Hundreds dead in clashes in Nigerian city: witnesses

LAGOS (AFP) — Hundreds were killed and thousands forced to flee their homes in the central Nigerian city of Jos when Christians and Muslims clashed over the result of a local election, witnesses said Saturday.

"So far about 400 bodies have been brought to the mosque following the outbreak of violence," the worst sectarian riots since President Umaru Yar'Adua took office last year, Khaled Abubakar, the imam of the central mosque in Jos, told AFP.

"Families are coming to identify and claim the bodies, while those that can not be identified or nobody claims them will be interred by the mosque," Abubakar said.

Road links to Jos from the Muslim-majority north were sealed on Saturday, an AFP journalist said, and flights to the city cancelled.

Earlier in the day, a correspondent for Radio France Internationale in Jos, Aminu Manu, told AFP he had counted 381 bodies at the mosque.

"Hundreds of people have been killed in the last two days since the riots started," Christian clergyman Yakumu Pam said. "Remains of burned bodies litter some parts of the town. It is so terrible."

Radio Plateau said the governor of Plateau State, Jonah Jang, had placed four districts of Jos under a curfew and ordered police to fire on anyone who broke it following the clashes on Friday.

----------

**PROBLEM SET**
#1 List every person named in the news report on the Jos clashes.
#2 According to the news report on the Jos clashes, what caused the fighting between Christians and Muslims in the city?
#3 Copy the passage of the Jos report from "Earlier in the" up to and including "clashes on Friday.".

Extracted records
----------

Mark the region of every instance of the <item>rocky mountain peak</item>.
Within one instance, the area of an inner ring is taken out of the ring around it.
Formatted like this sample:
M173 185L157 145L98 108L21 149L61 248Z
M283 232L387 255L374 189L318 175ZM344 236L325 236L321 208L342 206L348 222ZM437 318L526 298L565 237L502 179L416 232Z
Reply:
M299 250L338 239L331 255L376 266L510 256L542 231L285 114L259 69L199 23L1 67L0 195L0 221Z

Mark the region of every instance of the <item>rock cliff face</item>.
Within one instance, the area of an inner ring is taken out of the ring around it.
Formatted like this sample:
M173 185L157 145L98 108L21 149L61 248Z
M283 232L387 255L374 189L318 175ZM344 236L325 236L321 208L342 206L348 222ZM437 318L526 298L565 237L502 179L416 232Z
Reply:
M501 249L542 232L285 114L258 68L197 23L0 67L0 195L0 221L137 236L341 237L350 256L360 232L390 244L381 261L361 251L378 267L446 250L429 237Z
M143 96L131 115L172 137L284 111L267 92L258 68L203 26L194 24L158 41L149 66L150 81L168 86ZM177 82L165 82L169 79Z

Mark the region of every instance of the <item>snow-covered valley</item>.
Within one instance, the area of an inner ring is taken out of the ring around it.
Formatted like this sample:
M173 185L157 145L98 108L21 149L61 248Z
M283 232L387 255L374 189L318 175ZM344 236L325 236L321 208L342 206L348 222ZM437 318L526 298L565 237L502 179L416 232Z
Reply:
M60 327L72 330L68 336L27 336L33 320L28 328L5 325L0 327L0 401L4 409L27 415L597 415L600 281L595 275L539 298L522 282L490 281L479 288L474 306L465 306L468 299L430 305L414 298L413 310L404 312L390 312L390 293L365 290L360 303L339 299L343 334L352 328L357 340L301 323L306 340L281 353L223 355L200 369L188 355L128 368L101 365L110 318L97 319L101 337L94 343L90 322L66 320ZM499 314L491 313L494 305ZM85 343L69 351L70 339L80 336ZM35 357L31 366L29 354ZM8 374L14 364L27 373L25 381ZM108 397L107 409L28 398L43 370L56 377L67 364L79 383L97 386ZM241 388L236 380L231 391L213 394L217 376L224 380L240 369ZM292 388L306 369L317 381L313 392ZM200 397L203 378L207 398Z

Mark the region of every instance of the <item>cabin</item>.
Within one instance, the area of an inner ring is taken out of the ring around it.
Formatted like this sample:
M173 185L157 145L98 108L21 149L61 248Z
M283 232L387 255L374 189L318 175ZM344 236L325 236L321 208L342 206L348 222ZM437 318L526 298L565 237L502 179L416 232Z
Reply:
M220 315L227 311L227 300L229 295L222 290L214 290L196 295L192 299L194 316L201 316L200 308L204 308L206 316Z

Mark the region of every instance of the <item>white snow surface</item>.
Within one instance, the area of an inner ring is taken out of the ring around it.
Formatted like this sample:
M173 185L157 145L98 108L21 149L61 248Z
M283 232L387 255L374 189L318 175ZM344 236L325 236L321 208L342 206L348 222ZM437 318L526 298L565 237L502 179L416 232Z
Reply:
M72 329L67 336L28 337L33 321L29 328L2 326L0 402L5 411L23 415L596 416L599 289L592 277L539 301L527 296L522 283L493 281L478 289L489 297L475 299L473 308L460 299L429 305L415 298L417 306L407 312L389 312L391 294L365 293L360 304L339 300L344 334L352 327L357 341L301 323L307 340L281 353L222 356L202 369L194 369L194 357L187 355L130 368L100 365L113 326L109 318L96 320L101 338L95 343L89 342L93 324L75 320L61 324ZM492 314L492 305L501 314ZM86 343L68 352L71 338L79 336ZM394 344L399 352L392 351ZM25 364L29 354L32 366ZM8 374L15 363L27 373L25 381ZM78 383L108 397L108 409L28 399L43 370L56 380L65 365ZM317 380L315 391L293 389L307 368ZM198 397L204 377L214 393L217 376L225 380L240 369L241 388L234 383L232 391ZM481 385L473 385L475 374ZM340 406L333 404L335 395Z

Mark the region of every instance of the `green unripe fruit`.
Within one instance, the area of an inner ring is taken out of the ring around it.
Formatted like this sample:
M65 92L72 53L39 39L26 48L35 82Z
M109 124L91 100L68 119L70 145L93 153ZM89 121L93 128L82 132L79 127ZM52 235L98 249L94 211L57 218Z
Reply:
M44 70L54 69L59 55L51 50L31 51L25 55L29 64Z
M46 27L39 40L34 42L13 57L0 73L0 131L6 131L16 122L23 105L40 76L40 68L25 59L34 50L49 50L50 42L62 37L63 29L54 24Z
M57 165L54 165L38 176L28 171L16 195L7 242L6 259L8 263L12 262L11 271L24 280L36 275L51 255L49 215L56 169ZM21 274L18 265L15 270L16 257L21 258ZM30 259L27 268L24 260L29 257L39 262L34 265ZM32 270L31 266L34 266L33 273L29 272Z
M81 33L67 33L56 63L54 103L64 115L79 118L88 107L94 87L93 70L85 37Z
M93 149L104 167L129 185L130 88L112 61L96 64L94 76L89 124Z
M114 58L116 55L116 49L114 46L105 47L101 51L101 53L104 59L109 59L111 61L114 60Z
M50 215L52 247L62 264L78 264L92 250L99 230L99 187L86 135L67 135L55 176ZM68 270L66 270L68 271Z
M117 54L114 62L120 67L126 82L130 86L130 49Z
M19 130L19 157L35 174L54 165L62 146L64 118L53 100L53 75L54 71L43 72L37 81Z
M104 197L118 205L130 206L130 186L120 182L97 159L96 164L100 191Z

----------

**RESPONSES PER TASK**
#1 Umaru Yar'Adua, Khaled Abubakar, Aminu Manu, Yakumu Pam, Jonah Jang

#2 Christians and Muslims in Jos clashed over the result of a local election.

#3
Earlier in the day, a correspondent for Radio France Internationale in Jos, Aminu Manu, told AFP he had counted 381 bodies at the mosque.

"Hundreds of people have been killed in the last two days since the riots started," Christian clergyman Yakumu Pam said. "Remains of burned bodies litter some parts of the town. It is so terrible."

Radio Plateau said the governor of Plateau State, Jonah Jang, had placed four districts of Jos under a curfew and ordered police to fire on anyone who broke it following the clashes on Friday.